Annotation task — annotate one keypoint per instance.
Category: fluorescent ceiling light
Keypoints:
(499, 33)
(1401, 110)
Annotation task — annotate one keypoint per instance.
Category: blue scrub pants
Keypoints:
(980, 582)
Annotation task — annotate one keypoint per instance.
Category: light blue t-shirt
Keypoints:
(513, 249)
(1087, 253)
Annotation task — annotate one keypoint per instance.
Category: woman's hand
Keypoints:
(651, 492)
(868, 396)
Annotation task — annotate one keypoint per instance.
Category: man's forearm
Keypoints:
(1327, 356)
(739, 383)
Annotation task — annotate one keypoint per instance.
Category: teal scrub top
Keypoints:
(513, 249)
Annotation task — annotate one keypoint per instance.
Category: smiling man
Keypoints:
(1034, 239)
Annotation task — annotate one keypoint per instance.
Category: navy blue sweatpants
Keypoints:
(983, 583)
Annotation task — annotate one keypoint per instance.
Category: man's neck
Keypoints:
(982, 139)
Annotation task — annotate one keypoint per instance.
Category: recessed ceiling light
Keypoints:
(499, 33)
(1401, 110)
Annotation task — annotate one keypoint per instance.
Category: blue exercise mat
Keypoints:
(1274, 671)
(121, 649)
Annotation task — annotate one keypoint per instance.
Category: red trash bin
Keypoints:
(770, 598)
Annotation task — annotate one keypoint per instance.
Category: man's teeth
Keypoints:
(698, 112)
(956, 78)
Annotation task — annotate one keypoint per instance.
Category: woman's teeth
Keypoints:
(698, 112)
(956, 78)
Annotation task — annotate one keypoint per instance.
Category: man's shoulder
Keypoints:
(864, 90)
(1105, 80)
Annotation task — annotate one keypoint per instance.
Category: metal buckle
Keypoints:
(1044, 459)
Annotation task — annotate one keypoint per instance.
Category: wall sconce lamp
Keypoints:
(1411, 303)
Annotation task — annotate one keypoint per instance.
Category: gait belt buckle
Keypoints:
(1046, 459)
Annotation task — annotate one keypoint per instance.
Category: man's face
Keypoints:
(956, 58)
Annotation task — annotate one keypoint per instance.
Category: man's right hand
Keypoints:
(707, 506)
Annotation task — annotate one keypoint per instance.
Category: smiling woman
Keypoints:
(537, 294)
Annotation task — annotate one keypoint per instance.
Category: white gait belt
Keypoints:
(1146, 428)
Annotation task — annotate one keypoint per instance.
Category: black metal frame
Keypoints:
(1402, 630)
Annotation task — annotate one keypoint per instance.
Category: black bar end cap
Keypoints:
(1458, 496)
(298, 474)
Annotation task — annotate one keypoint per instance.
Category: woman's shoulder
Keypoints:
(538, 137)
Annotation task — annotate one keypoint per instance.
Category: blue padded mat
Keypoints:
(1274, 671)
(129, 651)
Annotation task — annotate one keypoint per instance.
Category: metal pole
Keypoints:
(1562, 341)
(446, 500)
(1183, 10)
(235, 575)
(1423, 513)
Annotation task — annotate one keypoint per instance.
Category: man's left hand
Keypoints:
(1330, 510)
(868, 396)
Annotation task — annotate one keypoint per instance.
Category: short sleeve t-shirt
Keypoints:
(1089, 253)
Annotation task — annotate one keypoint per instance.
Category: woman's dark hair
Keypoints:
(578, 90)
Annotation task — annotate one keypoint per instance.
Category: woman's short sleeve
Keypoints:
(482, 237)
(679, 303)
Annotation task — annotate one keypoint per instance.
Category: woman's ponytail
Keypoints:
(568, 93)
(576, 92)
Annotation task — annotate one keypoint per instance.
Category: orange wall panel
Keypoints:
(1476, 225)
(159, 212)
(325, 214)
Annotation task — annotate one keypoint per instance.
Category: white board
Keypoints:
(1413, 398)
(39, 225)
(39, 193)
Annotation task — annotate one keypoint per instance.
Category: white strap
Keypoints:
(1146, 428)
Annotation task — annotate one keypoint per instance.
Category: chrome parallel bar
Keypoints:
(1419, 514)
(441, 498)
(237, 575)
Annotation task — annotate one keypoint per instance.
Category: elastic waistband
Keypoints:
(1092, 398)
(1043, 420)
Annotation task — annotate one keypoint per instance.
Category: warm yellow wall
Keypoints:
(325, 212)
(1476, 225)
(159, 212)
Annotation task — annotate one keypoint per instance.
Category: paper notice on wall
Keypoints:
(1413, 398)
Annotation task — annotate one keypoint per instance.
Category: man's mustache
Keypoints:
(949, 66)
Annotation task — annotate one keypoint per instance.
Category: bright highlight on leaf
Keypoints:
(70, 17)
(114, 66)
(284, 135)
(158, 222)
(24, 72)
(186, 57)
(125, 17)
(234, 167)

_ _ _ _ _

**WHAT TO WORK ON:** Could you produce an exact copy of the whole listing?

**RESULT OF THIS EXERCISE:**
Annotation task — annotate one keypoint per instance.
Category: fluorescent ceiling light
Keypoints:
(499, 33)
(1401, 110)
Annotation task — annotate one keypoint per instance.
Category: blue scrub pants
Keypoints:
(980, 582)
Annotation task — annotate one keypoint per instance.
Category: light blue t-shirt
Keypoints:
(513, 249)
(1087, 253)
Annotation task — annotate one keypoint per instance.
Category: woman's hand
Keypoints:
(651, 492)
(868, 396)
Annotation task — annotate one keypoint per instance.
Category: man's forearm
Keypoints:
(1327, 356)
(739, 383)
Annotation task — annotate one keypoint per instance.
Category: teal scrub top
Keypoints:
(513, 249)
Annotation task — annotate one keypoint per instance.
Category: smiling man
Keypoints:
(1034, 239)
Annotation task — annotate one keypoint per instance.
Category: navy blue sweatpants
Keypoints:
(983, 583)
Annotation task — annotate one keypoint per instance.
Category: man's neck
Keypoints:
(982, 139)
Annotation task — annotate one keypoint per instance.
Category: recessed ceiling light
Keypoints:
(499, 33)
(1401, 110)
Annotation task — annotate one keypoint per instance.
Category: blue exercise mat
Keypoints:
(1274, 671)
(121, 649)
Annotation task — annotate one keypoint per instance.
Category: red trash bin
Keypoints:
(770, 598)
Annotation task — annotate one keypoint per instance.
Category: man's teeth
Keypoints:
(698, 112)
(956, 78)
Annotation task — annotate one keypoint per instance.
Category: woman's teeth
Keypoints:
(698, 112)
(956, 78)
Annotation task — annotate one keypoint per instance.
Category: man's shoulder
Keypoints:
(864, 90)
(1105, 80)
Annotation task — annotate one keypoint per instance.
Category: metal buckle
Keypoints:
(1044, 459)
Annotation task — annotate one keypoint per instance.
Category: wall sconce lamp
Keypoints:
(1411, 303)
Annotation task — annotate one keypoint per instance.
Category: gait belt buckle
Keypoints:
(1046, 459)
Annotation task — annotate one keypoint per instance.
Category: man's face
Keypoints:
(956, 58)
Annotation task — annotate one keypoint per instance.
Category: man's right hand
Keypoints:
(707, 506)
Annotation task — annotate one keypoint per instance.
Category: smiling woman
Keypoints:
(537, 294)
Annotation task — annotate one keypoint per instance.
Category: white gait belt
Keypoints:
(1146, 428)
Annotation task — annotate one keypoint per instance.
Category: black metal frame
Keypoints:
(1402, 630)
Annotation task — annotate one keypoint per instance.
Category: black bar end cap
Keypoints:
(1458, 496)
(298, 474)
Annotation task — annotate one keypoint per instance.
Category: woman's shoulder
Keypoints:
(538, 137)
Annotation task — annotate one keypoint per instance.
Category: blue padded mat
Keypoints:
(1274, 671)
(129, 651)
Annotation task — annotate one keypoint per instance.
Category: metal pole
Keypoints:
(1562, 341)
(446, 500)
(1183, 10)
(235, 575)
(1423, 513)
Annotation task — annotate one keypoint per instance.
Category: man's left hand
Keypoints:
(1330, 510)
(868, 396)
Annotation task — annotate one keypoint per instance.
Category: short sleeve t-shirt
Keypoints:
(1089, 253)
Annotation task — annotate one keypoint per instance.
Category: woman's dark hair
Keypoints:
(578, 90)
Annotation task — annotate one keypoint per instance.
Category: woman's short sleeve
Keypoints:
(482, 237)
(679, 303)
Annotation task — annotate one keypoint per instance.
Category: woman's ponytail
Keypoints:
(568, 93)
(576, 92)
Annotation task — annotate one keypoint per instance.
Category: orange wall panel
Keypoints:
(1476, 225)
(159, 212)
(325, 214)
Annotation task — annotate one keypoint per instance.
Category: white board
Keypoints:
(1413, 398)
(39, 225)
(39, 193)
Annotation task — annotate one keypoint per instance.
Category: white strap
Keypoints:
(1146, 428)
Annotation task — annotate one keypoint per instance.
Category: chrome parallel bar
Keypoints:
(1419, 514)
(441, 498)
(237, 575)
Annotation task — annotate one keypoint per instance.
Category: elastic waistband
Keypoints:
(1092, 398)
(1043, 420)
Annotation task — annotate one keypoint per instance.
Category: warm yellow wall
Keypoints:
(325, 212)
(1476, 225)
(159, 212)
Annotation task — annotate one keypoint per instance.
Category: paper notice on wall
Keypoints:
(1413, 398)
Annotation task — annotate one keypoint per instance.
Category: man's mustache
Keypoints:
(949, 66)
Annotation task — annotate one keypoint per instance.
Category: bright highlight on leaf
Keypoints:
(70, 17)
(114, 66)
(284, 135)
(158, 222)
(24, 72)
(186, 57)
(125, 17)
(234, 167)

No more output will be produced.